(AIM OF THE EXERCISE): Every line from the line containing "Please put a point on the dark green" through the final line below is to be repeated exactly; no other line is.

## begin SUPPLIED MATERIAL

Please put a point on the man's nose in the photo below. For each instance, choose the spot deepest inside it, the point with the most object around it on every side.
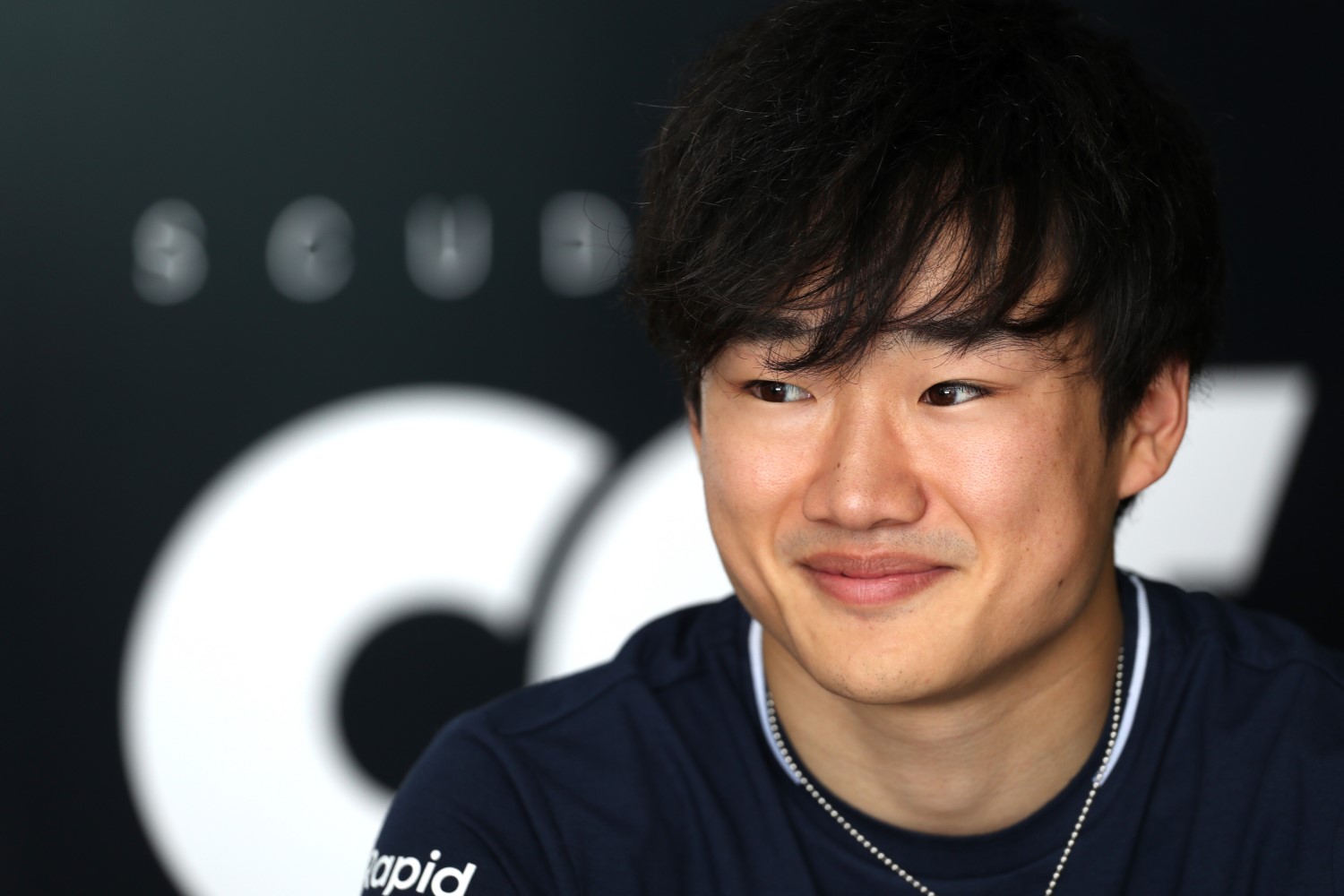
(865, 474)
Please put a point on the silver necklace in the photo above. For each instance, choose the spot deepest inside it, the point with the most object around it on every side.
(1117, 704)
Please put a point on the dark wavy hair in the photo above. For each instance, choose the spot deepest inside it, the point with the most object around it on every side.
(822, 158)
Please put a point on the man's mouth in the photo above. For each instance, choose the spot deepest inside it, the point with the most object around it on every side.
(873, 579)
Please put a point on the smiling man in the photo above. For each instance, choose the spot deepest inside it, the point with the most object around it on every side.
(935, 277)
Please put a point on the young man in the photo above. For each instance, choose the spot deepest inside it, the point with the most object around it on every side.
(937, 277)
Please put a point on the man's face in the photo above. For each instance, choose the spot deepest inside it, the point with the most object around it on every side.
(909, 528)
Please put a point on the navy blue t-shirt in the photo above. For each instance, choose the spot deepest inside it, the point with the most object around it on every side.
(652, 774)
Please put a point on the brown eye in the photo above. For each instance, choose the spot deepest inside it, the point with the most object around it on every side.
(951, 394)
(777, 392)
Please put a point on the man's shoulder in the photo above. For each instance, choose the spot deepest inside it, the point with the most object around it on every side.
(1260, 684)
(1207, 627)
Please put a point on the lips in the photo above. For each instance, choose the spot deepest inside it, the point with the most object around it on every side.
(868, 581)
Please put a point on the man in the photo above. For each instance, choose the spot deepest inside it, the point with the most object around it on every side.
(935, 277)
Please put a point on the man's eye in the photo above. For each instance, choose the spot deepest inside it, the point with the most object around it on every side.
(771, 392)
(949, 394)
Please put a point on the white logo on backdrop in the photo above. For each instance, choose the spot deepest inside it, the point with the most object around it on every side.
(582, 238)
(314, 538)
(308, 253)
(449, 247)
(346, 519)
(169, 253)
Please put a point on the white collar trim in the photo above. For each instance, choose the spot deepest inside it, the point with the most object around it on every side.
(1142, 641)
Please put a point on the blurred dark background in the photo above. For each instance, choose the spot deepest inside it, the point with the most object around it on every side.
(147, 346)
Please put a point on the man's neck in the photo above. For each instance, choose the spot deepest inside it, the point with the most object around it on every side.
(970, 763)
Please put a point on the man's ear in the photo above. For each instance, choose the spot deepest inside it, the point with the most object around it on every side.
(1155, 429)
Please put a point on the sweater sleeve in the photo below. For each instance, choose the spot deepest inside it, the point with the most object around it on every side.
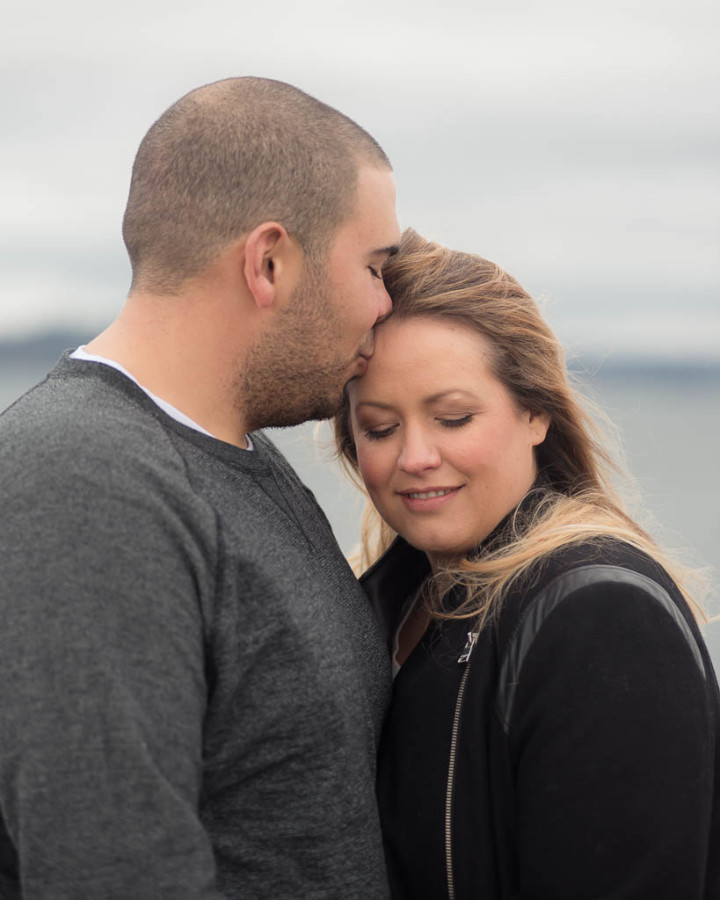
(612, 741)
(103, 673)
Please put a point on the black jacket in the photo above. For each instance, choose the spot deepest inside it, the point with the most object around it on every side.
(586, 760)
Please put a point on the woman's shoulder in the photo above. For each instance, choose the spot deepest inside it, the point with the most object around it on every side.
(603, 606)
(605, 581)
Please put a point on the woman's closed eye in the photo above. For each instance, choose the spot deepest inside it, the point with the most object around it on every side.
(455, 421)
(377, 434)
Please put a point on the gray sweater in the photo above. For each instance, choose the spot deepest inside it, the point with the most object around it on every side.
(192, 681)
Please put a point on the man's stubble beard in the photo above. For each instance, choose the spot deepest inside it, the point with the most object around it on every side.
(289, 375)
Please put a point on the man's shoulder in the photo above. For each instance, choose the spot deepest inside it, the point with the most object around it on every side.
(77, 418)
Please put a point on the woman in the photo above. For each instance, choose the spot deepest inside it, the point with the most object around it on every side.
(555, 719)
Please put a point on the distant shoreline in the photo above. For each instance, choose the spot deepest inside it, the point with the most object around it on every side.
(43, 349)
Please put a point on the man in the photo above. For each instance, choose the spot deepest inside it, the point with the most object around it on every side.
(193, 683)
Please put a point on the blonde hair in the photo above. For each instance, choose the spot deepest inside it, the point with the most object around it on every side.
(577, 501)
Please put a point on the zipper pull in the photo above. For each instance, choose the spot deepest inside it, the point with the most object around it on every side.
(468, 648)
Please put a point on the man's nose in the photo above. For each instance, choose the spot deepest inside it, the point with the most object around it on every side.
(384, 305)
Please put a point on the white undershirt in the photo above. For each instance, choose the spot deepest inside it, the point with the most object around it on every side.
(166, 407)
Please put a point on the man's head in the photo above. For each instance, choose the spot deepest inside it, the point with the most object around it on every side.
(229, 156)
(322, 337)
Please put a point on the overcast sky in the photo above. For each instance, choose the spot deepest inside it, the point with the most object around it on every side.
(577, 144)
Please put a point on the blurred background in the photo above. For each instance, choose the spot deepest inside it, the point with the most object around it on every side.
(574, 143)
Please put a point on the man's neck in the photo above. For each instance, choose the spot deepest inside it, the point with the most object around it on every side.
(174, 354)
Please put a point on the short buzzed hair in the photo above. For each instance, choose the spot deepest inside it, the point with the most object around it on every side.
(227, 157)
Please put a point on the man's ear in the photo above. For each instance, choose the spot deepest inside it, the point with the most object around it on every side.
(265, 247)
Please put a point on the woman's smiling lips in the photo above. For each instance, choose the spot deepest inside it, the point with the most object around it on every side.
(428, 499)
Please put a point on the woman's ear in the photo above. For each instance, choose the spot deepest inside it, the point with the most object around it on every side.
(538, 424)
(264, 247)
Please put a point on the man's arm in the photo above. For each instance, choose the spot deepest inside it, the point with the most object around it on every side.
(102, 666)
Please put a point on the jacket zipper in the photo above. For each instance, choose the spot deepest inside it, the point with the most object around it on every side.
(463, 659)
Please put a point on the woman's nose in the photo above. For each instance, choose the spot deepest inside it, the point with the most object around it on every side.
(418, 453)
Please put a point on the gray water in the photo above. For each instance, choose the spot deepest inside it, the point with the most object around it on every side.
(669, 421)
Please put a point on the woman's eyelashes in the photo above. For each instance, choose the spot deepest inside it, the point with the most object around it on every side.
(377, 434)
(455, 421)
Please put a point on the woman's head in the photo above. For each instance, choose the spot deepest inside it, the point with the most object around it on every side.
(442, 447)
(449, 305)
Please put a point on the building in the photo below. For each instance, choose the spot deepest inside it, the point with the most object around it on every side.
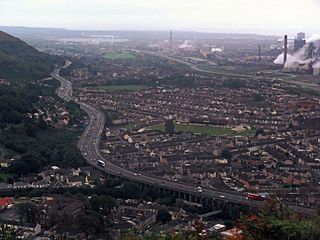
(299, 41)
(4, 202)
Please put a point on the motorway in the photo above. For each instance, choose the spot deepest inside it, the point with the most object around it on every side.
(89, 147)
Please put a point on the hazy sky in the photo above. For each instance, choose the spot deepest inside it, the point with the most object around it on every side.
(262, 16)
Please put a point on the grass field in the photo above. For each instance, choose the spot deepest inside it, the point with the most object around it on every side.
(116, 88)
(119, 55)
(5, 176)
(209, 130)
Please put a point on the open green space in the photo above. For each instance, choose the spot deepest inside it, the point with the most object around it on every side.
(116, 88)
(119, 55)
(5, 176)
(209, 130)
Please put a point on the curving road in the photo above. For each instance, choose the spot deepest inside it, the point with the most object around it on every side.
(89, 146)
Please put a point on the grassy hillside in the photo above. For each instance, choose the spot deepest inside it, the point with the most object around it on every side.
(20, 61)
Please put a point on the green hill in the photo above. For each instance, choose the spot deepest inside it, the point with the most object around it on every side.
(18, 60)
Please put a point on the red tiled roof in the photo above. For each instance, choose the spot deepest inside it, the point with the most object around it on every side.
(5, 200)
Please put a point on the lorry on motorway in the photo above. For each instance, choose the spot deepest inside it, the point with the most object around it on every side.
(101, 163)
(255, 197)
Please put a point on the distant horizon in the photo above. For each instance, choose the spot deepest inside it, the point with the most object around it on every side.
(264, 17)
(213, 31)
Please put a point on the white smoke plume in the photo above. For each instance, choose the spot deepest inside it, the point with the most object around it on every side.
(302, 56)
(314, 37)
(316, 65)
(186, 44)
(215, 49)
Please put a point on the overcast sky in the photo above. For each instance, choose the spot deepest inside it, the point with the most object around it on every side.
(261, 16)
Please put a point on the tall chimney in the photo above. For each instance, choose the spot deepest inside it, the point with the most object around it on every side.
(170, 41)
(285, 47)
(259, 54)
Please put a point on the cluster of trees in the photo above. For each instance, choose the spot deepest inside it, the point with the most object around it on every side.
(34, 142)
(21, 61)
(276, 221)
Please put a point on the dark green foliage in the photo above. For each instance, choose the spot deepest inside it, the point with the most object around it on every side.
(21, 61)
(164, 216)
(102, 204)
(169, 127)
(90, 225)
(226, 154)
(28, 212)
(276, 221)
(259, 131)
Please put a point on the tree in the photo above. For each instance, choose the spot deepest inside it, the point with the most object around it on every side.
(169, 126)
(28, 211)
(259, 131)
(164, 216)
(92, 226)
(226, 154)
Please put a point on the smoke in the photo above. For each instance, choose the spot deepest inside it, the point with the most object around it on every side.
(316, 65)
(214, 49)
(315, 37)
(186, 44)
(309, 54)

## end SUPPLIED MATERIAL

(ANSWER TO THIS PROBLEM):
Please put a point on the dark green foliage in the photo above. For each instance, choose the spot deepest inside it, the point with the most object around it on every side.
(21, 61)
(164, 216)
(102, 204)
(169, 127)
(90, 225)
(226, 154)
(28, 212)
(276, 221)
(259, 131)
Please put a point on the tree in the photo above. For each instance, choose the spot deepest inside it, the point with the most object around it on every side.
(169, 126)
(28, 211)
(259, 131)
(164, 216)
(92, 226)
(226, 154)
Please put a point on the smoke in the photo above. For each instance, choose the spot deepest inside it, the point with the most object around it on every side.
(316, 65)
(214, 49)
(315, 37)
(186, 44)
(309, 54)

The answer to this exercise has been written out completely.